Leave out the pictures and restate the rest of the data exactly.

▸ **MATERIAL SHOWN**:
• • • • • • •
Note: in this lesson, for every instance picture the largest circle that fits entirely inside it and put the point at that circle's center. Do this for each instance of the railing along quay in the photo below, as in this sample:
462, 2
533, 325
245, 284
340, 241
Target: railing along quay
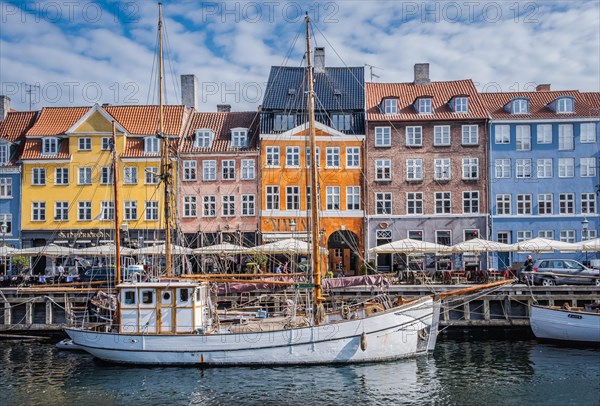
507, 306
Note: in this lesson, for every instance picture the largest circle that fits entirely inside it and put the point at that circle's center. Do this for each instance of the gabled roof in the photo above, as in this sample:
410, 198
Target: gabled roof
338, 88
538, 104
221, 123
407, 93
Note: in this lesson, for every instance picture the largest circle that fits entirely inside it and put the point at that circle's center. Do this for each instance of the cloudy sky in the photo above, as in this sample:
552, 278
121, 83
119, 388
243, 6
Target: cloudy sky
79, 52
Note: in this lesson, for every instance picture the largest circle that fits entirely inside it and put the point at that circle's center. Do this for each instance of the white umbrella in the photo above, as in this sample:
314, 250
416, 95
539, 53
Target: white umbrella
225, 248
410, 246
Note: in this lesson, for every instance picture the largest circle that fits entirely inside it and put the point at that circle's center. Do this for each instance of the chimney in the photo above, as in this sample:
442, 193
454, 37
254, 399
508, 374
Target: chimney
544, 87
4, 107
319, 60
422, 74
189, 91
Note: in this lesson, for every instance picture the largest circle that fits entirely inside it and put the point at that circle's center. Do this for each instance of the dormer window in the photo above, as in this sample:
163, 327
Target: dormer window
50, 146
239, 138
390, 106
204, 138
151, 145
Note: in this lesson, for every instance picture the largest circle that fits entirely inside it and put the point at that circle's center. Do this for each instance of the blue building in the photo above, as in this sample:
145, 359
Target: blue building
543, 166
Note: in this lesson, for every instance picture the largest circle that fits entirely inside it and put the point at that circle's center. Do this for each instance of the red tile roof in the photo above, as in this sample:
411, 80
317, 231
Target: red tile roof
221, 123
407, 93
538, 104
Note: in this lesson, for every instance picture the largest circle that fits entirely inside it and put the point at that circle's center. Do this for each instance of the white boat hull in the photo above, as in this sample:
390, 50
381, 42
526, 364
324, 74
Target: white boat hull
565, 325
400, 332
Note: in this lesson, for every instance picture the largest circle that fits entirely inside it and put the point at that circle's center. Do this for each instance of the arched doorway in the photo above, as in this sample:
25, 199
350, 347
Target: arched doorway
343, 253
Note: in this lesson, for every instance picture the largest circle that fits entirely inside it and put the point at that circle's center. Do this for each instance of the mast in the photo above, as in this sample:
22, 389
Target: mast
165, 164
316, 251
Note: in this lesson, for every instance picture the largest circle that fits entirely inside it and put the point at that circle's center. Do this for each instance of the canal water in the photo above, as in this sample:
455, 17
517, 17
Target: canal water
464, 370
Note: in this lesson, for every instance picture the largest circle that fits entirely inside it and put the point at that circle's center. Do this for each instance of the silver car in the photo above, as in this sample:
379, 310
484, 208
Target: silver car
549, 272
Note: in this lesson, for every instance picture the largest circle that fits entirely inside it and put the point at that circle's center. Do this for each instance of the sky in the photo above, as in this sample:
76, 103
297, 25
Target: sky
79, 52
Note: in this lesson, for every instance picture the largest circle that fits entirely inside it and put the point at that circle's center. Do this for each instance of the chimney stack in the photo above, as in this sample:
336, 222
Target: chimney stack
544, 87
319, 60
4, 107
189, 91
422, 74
• • • • • • •
▸ **ANSWER TO THE PROBLEM**:
Note: in this lesson, for every instance picture the largest circle that fits entirely inside it and put the point at that circle's center. Do this for each instance of the railing along quay in the photo below, as in this sample:
462, 2
533, 325
245, 284
340, 241
Target: railing along quay
507, 306
Note: in this lesson, for every instance picture the largest circle that fits entirely inside it and put the point at that circle's center. Do this for each instance of the gabled roof in the photo above, as in this sample:
410, 198
Target: gabled roof
338, 88
538, 104
221, 123
407, 93
Note: in this lesson, for every instance picture the largest circle that fits entirely inside it and put the point at that circle's center. Do this for each instance of the cloudy sky in the photo above, as in this sample:
552, 278
121, 83
119, 388
243, 6
Target: cloudy sky
79, 52
Note: in this lesson, for every instance picture the largest circle that fits entirely inside it and put the point at that circle's center. Do this for each instance of the white umbrella in the photo above, as in this sample:
314, 250
416, 95
539, 53
Target: white umbrella
225, 248
410, 246
Note: in this lesson, for every instance picture the largest circle that fits entirely inside it and put the point at that circle's center. Do this for each instance of the chimney in the photo above, as in this sample:
442, 193
454, 37
254, 399
508, 374
Target: chimney
544, 87
4, 107
319, 60
422, 74
189, 91
Note: in this lesson, for every instance picture the largest circle that fits entirely inside it and put the point at that circle's center. Do this for each instance of the dormer window in the photo above, as in this sample:
163, 327
Target: dormer window
50, 146
239, 138
390, 106
204, 138
151, 145
Note: in this lesson, for every instance picture the largest circle that fits entirely inside it and put the point at that circle's center. Do this for each instance of the blue building in the photo above, as in this sample:
145, 359
Target: blue building
543, 166
Note: in this lesson, for every instance picture the largest circle that fits entirely inside it and put the point at that circle's center. Do this for each instance of the red tile roof in the photo above, as in this sample:
411, 80
317, 231
Target: red tile roof
221, 123
407, 93
538, 104
Note: in this lesson, for every instance picture the largest circle that fits entirely inside it and put the point at that circle's center. Do this for each instance of the white boat hull in the photo above, as in this sample:
390, 50
381, 42
526, 364
324, 74
Target: white boat hull
565, 325
400, 332
Note: in this lesson, for every instance picture the largest circle that fits entirely inside it and put the point at that circle's center. Do this for each instance of the arched doorway in the photo above, as in this sample:
25, 199
350, 347
Target: arched doorway
343, 253
Note: in this lesson, for every instance picture the largest circle that fits entirely inside it and put the point at that circle's center. Do this for each instance of the mast in the photo above, as in this sample:
22, 389
Target: mast
165, 164
316, 251
Note: in this lesson, for every instance picture the largest circle that fits entirely inside it and put the point at that circle's center. Do this for each instance of the canal water in the photo above, as in this sample:
455, 17
517, 17
Target: canal water
464, 370
Note: in this lesson, for every instance picture the largest circle that fits entirely inside it and put the point at that circle's center. Do this for each instance of the silver car in the photo above, as in this sample:
379, 310
484, 208
Target: silver car
549, 272
Note: in this lesson, for every instance picture the largest circle that fits entirely inside it and put the point at that circle's center. Do this for each instance of the sky in the photo above, as in this sample:
76, 103
297, 25
Target: sky
79, 52
Note: in this lesson, for every instance picture the largest circle that fits entirely inside it and put the point at that circle's center. Do this for each instance of the chimney stack in the photo above, as in this sample:
336, 222
Target: chimney stack
544, 87
319, 60
4, 107
189, 91
422, 74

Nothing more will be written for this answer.